Work to be completed. Check every line below, and copy those that include "providing".
● ● ●
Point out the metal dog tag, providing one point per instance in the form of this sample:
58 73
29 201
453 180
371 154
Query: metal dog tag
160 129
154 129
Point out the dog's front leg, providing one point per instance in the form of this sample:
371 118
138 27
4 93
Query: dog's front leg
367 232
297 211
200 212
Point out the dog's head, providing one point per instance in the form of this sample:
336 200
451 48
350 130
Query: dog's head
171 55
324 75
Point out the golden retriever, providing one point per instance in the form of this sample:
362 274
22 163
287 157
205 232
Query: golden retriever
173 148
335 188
● ● ●
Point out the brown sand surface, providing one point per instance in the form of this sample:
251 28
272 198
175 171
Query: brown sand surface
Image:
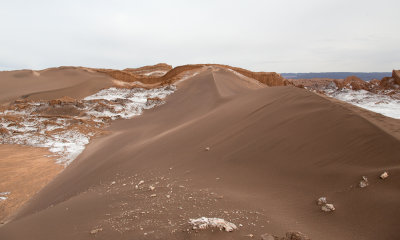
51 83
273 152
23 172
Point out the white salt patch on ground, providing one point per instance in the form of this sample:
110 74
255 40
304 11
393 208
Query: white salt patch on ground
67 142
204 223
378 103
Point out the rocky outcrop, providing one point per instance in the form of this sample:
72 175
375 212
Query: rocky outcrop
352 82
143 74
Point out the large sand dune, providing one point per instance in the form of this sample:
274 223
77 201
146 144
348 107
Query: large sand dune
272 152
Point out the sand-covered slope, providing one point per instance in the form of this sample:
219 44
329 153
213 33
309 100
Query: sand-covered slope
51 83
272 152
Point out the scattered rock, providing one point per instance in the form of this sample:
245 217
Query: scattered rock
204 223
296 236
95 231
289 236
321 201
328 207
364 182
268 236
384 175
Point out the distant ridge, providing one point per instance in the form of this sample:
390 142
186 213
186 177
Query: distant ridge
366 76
● ● ●
Output for this exercise.
Point out the metal dog tag, providing one point per instance in the form of this sample:
Point out the dog's front leg, providing one point per instance in the form of this sample:
Point out the dog's head, providing one point per instance in the form of this sample:
Point out the golden retriever, providing one point per instance in the form of this sample:
Point out the brown sand surface, providing one point per instance in the form of this sample:
Point out the white salt patch on ground, providing one point per instance in the form of this sample:
Point out the rocky outcrop, providing one point per instance in the form of this sample:
Point out the large sand dune, providing one point per instance in the form of this sample:
Point out the sand-covered slope, providing one point per instance in the form of this sample:
Point out the scattered rock, providing one point per instance in the form of this sample:
Point out the distant ridge, providing one point per instance in the form of this sample:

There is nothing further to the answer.